Starting with the line that contains "Target: black motorcycle" and going on through the end of the entries below, write those lines out again, requests included, with every coordinate in the answers multiplied by 1.45 and rounded to a whole number, halves rounding up. Leave the pictures out.

[Start ENTRIES SUPPLIED]

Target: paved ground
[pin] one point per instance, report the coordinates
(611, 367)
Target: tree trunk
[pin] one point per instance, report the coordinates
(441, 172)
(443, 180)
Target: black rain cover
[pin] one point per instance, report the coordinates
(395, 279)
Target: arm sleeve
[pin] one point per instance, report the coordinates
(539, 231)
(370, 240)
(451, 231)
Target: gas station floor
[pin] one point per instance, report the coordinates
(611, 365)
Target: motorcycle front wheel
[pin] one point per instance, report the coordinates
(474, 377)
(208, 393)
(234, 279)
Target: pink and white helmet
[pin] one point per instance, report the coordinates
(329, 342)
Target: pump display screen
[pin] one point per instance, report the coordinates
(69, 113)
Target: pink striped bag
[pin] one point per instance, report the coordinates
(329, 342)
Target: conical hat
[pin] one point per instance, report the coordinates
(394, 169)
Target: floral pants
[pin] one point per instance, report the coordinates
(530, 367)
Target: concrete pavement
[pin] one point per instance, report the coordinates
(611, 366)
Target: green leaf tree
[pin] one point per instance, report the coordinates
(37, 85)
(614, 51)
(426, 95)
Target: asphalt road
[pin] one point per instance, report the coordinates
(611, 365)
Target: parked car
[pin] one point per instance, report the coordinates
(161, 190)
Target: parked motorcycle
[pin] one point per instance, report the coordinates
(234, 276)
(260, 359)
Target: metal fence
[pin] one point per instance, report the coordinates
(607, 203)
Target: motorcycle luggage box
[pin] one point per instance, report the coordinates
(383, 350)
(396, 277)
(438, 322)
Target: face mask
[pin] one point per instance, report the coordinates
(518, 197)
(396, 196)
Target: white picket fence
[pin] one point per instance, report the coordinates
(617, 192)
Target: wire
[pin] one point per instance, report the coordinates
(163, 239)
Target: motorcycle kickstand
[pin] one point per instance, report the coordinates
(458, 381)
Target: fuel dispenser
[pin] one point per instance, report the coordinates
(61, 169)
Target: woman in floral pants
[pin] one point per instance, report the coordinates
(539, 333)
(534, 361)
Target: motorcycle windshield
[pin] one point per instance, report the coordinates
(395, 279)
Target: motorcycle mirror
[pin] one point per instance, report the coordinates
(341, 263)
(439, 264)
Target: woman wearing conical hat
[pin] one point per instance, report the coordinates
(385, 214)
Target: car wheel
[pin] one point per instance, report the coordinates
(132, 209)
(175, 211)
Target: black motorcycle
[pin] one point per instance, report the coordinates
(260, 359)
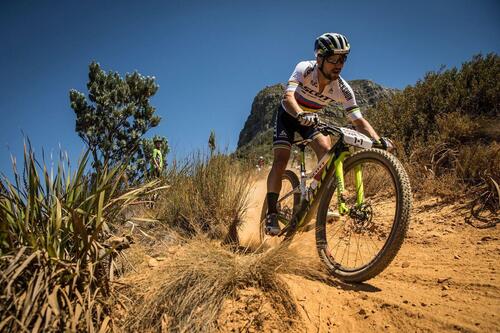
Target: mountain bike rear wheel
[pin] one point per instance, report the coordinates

[End ENTRIES SUPPLIED]

● **OUTPUT FOR THIS TASK**:
Target: black motorcycle
[pin] one point per instance, report the coordinates
(377, 521)
Target: mountain bike rear wheel
[pin] one point per instance, report the coordinates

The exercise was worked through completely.